#### Document excerpt:
Which didn't stop writers from using it, nor audiences from enjoying the plays. So, yes, sometimes it is nice to have someone else sort everything out. On the other hand, most of the plays it appears in were tragedies, not comedies–the difference in Greek drama not being the presence of humor, but rather that comedies had happy endings (a distinction that continued at least to the time of Dante: _Divina Commedia_ is hardly what we'd consider a laugh riot). So the _deus_ generally didn't "make it all better" so much as make it "right"–that is, apply what was considered justice. Sometimes not even that: the _machina_ in Euripides' _Medea_ is used to allow her to escape after committing murder and infanticide… "solving" _her_ problem, not so much the play's. Which might be why it only took third place in the annual competition it was presented in: even the audience recognized Euripides cheated… certainly that "justice" was.



> But people eventually realized that more organic resolutions to stories were even more satisfying, because it's how we wish we could be.



Agreed. Perhaps more importantly, people eventually realized that the gods _didn't_ show up to sort _their_ problems out: the more organic resolutions pointed up the possibility that mundane personages–the characters the readers are invited to identify with–_could_ solve their own problems… and thus by extension the readers _themselves_ might (or ought to) be able to as well. Very much an empowering statement: "Hey, I don't need to sit around and hope the gods will eventually favor me… I can do something about it _myself_." So it's not just that it's how we _wish_ we could be: it's suggesting that it's how we already _are_, give or take some investment of effort. More satisfying indeed.


----------



## YohannIan (Jan 22, 2012)

Wow! I'm overwhelmed haha! That's quite a breakdown of it. Thanks a lot.
Thing's seem much clearer now with your examples.  
Personally, have you ever (when you were young and didn't know it was bad) used a DeM in one of your stories?

Btw TWErvin2 said 





> One thing that can avoid the Deus Ex Machina, if gods or other such powers do play a part, is the use of foreshadowing.



By foreshadowing, you mean the subtle involvement of the character along the storyline? How exactly do I effectively foreshadow?


----------



## YohannIan (Jan 22, 2012)

#### Provided records:

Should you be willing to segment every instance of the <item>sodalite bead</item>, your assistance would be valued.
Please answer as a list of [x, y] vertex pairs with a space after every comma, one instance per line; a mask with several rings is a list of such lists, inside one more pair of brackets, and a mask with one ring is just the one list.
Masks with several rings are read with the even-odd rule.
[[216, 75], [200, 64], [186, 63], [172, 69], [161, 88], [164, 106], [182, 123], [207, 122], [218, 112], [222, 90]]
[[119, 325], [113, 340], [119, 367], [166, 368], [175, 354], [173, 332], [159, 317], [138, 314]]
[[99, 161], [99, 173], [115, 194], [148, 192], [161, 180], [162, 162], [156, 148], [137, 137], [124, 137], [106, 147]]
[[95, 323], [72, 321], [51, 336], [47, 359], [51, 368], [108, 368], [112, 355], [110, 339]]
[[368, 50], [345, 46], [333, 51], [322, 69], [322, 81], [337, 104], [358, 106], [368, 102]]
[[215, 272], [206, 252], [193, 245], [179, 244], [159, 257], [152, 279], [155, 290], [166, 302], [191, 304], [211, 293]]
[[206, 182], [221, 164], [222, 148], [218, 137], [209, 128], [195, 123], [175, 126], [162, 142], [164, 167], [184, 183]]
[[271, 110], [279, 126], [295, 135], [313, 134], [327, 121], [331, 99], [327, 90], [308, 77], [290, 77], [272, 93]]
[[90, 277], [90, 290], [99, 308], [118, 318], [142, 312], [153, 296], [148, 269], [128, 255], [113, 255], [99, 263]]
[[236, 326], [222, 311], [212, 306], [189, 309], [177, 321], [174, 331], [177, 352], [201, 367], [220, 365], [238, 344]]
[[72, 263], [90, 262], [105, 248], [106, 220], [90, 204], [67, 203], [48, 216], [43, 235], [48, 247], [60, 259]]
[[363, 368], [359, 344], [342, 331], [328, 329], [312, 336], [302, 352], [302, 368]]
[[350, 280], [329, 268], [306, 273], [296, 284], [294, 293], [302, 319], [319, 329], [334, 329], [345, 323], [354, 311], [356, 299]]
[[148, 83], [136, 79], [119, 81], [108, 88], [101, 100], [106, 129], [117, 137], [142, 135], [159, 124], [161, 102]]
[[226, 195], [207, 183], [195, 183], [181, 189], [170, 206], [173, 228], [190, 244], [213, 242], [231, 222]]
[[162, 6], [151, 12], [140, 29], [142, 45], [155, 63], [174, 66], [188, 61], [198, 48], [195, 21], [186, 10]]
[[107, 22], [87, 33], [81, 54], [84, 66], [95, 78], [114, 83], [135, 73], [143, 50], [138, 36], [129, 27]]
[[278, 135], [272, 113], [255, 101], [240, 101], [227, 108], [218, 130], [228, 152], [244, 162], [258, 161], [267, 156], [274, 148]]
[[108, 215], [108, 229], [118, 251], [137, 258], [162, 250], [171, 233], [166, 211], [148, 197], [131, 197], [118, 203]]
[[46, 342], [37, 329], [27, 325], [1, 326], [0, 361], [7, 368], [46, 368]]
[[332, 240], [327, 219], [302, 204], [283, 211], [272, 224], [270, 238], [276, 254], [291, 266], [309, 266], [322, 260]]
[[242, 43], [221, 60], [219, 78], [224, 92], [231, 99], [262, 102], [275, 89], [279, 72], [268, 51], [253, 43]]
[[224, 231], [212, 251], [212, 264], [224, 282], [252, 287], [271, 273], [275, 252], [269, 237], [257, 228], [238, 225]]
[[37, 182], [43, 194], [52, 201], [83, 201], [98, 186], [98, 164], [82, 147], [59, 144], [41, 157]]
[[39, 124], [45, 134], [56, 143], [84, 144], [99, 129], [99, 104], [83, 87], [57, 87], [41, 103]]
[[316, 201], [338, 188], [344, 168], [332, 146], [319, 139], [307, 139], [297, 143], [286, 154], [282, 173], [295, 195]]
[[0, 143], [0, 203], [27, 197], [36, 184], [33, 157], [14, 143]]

#### Required tasks:
**1)** In the thread on deus ex machina, what place did Euripides' _Medea_ take in the annual competition where it was presented?
**2)** Extend the forum thread on deus ex machina from the point where it stops.

#### Responses in order:
**1)** It took third place.

**2)**
Telcontar said:


> True Deus Ex Machina is pretty lazy. Most times it is used it isn't a pure version of it, because the mechanism _has_ been hinted at - we just haven't been led to believe it would be a part of the resolution. As Ravana mentioned, the eagles are not actually a Deus Ex because they don't resolve any of the real plot conflicts. The climax had already been reached by the time they show up.
> 
> A true Deus Ex like that seen in Shakespeare's As You Like It is completely out of the blue. No hint at it beforehand and really rather confusing, cuz it has nothing to do with the plot so far.
> 
> Also the game Deus Ex was awesome. Just thought I'd put that out there.



I agree on your view on Deus Ex Machina...AND Deus Ex the game! Go Adam Jenson!


----------



## grahamguitarman (Jan 22, 2012)

I find the use of the eagles at the end of the story is fine, its well known that gandalf had that ability to speak to the eagles (and other winged creatures) especially if you have read the hobbit where he interacts more fully with them.  And it would be a bit unrealistic for him to not launch a search and rescue mission after the fall of sauron.  Its what any reasonable person would do given the resources.  Though having the hero abandoned at the end of the story could actually make for an interesting way of busting peoples expectations.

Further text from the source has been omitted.